Excerpt provided
########################################

Alexander Freiherr von Spaen (14 January 1619 - 23 October 1692) was a Generalfeldmarschall of Brandenburg-Prussia.

Spaen was born in the Duchy of Cleves as the son of Bernhard von Spaen, the lord of Kreuzfort.

By 1650, Spaen served as a Landdrost, a government councillor, and an Oberst (colonel), and he became the leader of a cavalry regiment the following year. In 1654 he captured Dietrich Karl zu Wylich-Winnenthal, the leader of an uprising against Elector Frederick William, and brought him to Spandau. Spaen led Prussia's Horse Guards (Leibregiment zu Pferde) during the Northern Wars, participating in the Battle of Warsaw. The colonel was restationed on the Lower Rhine in 1656. He became commander of Kalkar on 27 May 1657 and was promoted to Generalmajor the following year. On 25 May 1661, Spaen received the title Freiherr from the Holy Roman Emperor.

########################################

Entries provided
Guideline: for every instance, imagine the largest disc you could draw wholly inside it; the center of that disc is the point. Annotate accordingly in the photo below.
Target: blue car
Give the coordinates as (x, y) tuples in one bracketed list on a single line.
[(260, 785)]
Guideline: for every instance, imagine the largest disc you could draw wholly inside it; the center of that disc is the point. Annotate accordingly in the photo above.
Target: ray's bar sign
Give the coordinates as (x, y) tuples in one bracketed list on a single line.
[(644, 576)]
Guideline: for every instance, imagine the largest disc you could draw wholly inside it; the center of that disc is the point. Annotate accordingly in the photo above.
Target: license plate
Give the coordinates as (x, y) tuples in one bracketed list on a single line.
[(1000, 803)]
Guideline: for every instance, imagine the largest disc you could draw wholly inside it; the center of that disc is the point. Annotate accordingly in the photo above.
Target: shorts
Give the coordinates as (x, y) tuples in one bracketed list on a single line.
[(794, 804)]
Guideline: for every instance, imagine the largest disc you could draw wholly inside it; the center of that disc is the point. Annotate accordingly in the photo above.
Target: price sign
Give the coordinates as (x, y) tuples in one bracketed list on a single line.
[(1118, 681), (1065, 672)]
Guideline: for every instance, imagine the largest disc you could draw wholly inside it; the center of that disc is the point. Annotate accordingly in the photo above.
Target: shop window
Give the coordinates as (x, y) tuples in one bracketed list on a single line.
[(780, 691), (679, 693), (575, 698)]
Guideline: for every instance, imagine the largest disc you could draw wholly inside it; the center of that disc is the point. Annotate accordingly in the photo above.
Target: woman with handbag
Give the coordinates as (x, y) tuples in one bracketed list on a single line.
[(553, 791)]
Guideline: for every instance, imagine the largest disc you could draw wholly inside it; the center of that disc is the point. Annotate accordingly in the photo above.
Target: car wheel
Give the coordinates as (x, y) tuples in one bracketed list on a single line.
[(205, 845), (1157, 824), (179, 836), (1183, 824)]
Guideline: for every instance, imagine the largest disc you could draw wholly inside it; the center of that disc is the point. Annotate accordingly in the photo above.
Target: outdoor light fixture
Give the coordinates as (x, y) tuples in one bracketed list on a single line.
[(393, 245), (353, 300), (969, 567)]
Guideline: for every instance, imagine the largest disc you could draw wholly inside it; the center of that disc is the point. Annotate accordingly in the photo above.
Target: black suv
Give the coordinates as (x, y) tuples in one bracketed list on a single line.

########################################

What is needed
Reproduce verbatim the portion of the Alexander von Spaen passage between "Alexander Freiherr von" and "Holy Roman Emperor.", inclusive.

Exercise solution
Alexander Freiherr von Spaen (14 January 1619 - 23 October 1692) was a Generalfeldmarschall of Brandenburg-Prussia.

Spaen was born in the Duchy of Cleves as the son of Bernhard von Spaen, the lord of Kreuzfort.

By 1650, Spaen served as a Landdrost, a government councillor, and an Oberst (colonel), and he became the leader of a cavalry regiment the following year. In 1654 he captured Dietrich Karl zu Wylich-Winnenthal, the leader of an uprising against Elector Frederick William, and brought him to Spandau. Spaen led Prussia's Horse Guards (Leibregiment zu Pferde) during the Northern Wars, participating in the Battle of Warsaw. The colonel was restationed on the Lower Rhine in 1656. He became commander of Kalkar on 27 May 1657 and was promoted to Generalmajor the following year. On 25 May 1661, Spaen received the title Freiherr from the Holy Roman Emperor.